━━━━━ Entries shown
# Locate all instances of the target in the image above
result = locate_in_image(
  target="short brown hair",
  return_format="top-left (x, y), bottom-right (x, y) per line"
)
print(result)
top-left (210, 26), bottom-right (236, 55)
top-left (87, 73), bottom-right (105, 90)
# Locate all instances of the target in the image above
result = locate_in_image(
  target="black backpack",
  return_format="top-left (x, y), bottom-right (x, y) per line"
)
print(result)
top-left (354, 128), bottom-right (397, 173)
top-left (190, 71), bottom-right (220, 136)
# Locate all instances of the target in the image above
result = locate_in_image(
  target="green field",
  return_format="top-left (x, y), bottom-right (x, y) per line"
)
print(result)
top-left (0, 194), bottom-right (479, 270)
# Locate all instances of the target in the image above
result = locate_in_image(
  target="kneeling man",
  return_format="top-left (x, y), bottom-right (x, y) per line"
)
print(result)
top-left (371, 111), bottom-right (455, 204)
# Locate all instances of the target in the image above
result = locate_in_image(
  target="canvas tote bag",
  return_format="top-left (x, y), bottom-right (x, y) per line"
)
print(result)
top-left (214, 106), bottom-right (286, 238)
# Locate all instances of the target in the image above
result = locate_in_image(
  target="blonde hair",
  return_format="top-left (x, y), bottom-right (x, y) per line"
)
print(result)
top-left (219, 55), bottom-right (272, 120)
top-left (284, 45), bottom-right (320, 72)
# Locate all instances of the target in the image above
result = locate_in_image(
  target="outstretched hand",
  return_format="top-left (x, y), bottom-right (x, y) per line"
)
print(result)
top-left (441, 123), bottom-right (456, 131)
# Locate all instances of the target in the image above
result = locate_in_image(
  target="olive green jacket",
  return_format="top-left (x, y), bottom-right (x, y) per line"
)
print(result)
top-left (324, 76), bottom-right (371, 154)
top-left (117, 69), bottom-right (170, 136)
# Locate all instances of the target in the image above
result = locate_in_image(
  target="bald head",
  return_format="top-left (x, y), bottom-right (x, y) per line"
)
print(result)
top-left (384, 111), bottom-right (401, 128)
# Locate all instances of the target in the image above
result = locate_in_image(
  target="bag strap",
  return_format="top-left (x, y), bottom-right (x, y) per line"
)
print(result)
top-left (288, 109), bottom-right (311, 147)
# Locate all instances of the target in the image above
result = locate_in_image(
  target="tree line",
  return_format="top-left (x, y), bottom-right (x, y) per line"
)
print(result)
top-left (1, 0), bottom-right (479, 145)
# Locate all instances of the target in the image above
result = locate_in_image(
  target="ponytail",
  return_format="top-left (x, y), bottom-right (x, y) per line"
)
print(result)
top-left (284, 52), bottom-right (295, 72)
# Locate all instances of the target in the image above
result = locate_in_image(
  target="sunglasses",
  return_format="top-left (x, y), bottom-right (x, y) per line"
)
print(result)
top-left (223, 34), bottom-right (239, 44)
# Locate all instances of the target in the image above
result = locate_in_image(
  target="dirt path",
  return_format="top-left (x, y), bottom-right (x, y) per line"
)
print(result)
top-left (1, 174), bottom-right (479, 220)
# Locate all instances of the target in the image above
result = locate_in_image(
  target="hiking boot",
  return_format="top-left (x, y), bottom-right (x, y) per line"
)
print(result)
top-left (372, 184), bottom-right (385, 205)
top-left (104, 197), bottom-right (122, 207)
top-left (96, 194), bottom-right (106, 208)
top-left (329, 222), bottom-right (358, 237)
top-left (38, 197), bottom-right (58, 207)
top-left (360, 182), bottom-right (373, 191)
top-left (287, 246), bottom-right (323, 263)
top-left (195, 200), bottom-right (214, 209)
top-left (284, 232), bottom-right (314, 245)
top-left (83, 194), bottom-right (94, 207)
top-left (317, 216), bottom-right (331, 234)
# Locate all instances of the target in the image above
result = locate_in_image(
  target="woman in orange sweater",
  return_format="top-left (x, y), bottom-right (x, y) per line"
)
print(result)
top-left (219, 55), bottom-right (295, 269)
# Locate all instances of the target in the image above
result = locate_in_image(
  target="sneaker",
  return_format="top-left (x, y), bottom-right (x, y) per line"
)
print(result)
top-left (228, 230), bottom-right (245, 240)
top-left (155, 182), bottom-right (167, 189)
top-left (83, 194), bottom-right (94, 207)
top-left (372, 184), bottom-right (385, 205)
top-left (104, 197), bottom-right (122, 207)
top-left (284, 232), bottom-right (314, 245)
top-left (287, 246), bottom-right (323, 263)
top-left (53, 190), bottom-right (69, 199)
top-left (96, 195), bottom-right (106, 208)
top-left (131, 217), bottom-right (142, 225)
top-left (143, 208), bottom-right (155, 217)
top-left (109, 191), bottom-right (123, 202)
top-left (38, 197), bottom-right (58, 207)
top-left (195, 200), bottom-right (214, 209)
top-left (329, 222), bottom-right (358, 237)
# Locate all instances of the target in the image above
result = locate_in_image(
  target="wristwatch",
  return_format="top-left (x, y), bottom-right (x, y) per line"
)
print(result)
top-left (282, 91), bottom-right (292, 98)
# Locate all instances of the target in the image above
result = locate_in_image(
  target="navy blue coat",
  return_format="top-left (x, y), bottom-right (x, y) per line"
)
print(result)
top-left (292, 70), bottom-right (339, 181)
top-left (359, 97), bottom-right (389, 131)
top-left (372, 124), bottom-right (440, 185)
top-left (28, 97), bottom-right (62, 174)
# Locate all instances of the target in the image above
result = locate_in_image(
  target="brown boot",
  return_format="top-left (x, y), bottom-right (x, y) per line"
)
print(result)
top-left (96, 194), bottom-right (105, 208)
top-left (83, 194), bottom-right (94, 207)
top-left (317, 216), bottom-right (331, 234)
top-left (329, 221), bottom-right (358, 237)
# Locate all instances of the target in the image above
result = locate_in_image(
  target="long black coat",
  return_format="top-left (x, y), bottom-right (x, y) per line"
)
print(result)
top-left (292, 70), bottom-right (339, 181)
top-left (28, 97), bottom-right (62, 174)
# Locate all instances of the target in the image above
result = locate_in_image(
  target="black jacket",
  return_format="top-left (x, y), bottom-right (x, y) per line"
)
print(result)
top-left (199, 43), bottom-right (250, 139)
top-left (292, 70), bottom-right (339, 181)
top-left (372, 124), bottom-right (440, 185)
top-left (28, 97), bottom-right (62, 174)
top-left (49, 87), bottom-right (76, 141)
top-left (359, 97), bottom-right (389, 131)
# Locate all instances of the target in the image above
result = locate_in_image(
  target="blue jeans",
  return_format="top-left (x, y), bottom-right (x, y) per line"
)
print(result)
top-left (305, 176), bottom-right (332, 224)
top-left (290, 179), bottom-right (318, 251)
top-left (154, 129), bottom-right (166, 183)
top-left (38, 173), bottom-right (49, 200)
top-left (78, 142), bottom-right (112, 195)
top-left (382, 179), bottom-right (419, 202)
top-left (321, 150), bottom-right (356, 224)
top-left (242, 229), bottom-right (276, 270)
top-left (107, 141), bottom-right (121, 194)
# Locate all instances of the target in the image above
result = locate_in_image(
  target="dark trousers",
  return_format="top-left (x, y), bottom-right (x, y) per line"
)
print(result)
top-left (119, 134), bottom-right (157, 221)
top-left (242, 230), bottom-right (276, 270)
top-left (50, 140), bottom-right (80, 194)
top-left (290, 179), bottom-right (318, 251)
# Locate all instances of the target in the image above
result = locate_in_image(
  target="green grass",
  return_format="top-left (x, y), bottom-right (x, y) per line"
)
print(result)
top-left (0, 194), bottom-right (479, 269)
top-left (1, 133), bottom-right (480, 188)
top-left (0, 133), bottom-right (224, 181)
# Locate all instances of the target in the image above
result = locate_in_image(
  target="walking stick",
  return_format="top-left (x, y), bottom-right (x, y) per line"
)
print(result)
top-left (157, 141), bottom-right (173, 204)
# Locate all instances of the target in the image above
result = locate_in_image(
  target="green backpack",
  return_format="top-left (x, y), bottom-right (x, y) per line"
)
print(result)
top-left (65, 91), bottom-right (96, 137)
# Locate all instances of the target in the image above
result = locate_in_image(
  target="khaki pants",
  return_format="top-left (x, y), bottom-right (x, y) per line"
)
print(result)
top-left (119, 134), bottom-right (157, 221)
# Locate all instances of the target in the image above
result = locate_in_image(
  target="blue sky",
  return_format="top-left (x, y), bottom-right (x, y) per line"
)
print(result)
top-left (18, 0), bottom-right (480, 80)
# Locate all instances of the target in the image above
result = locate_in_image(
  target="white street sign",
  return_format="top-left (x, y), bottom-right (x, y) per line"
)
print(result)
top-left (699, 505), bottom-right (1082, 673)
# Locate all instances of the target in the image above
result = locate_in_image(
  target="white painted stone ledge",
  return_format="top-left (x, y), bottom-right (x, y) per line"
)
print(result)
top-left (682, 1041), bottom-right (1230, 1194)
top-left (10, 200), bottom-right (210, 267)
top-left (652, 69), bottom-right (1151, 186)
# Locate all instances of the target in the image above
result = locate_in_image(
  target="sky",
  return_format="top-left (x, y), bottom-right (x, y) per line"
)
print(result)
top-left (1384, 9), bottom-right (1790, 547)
━━━━━━━━━━
- _Task instructions_
Copy only the lines in the listing that contain "coat".

- _Written answer_
  target="navy blue coat",
  target="long black coat",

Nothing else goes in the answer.